Saved data entries:
□ □ □ □ □
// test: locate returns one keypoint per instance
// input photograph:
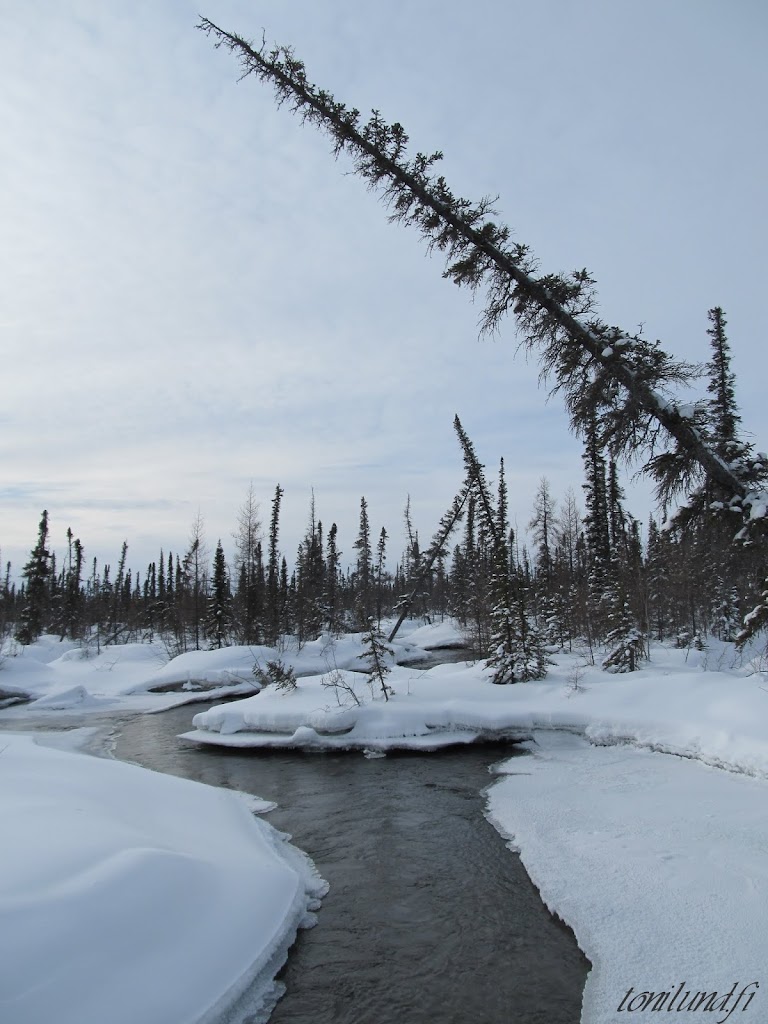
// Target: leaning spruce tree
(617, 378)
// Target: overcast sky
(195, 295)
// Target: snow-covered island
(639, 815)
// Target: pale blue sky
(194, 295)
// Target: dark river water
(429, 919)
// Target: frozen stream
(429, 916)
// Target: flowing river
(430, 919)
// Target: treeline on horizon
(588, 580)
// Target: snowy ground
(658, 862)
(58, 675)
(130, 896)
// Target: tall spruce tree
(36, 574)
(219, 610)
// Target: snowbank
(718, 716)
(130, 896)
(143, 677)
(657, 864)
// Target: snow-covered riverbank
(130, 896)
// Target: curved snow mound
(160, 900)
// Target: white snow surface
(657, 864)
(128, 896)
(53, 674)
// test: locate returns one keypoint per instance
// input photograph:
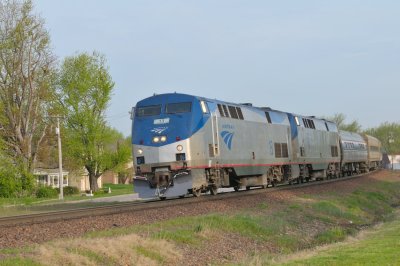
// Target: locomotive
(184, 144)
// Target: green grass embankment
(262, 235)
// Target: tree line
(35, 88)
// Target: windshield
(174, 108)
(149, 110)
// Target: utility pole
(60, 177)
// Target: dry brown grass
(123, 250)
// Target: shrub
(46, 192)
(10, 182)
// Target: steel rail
□ □ □ □ □
Given exercise: Arrange every line of the data above as a JSON list of strings, one string per line, with blank lines omitted. Leave the pictures out of the answer.

The answer:
[
  "// test: locate returns one keypoint per instance",
  "// input photograph:",
  "// Target: leaning spruce tree",
  "(617, 378)",
  "// Target: overcast sky",
  "(195, 295)",
  "// Target: snow-covered island",
  "(639, 815)",
  "// Target: pale blue sky",
  "(194, 295)",
  "// Target: dark river water",
  "(429, 919)",
  "// Target: frozen stream",
  "(429, 916)",
  "// Target: flowing river",
  "(430, 919)",
  "// Target: treeline on horizon",
  "(588, 580)",
  "// Target: snowy ground",
  "(658, 862)",
  "(58, 675)",
  "(130, 896)",
  "// Target: tall spruce tree",
  "(36, 574)",
  "(219, 610)",
  "// Target: snowbank",
  "(718, 716)",
  "(130, 896)",
  "(143, 677)",
  "(657, 864)",
  "// Target: snow-covered riverbank",
  "(130, 896)",
  "// Target: curved snow mound",
  "(160, 900)",
  "// Target: white snow surface",
  "(657, 864)",
  "(128, 896)",
  "(53, 674)",
  "// test: locate returns one keypoint per instance",
  "// input photograph:",
  "// Target: locomotive",
  "(184, 144)",
  "// Target: green grass embankment",
  "(262, 235)",
  "// Target: tree line",
  "(35, 88)",
  "// Target: windshield",
  "(174, 108)",
  "(149, 110)",
  "// Target: utility pole",
  "(60, 177)",
  "// Target: dry brown grass",
  "(123, 250)",
  "// Target: shrub",
  "(46, 192)",
  "(10, 182)",
  "// Target: steel rail"
]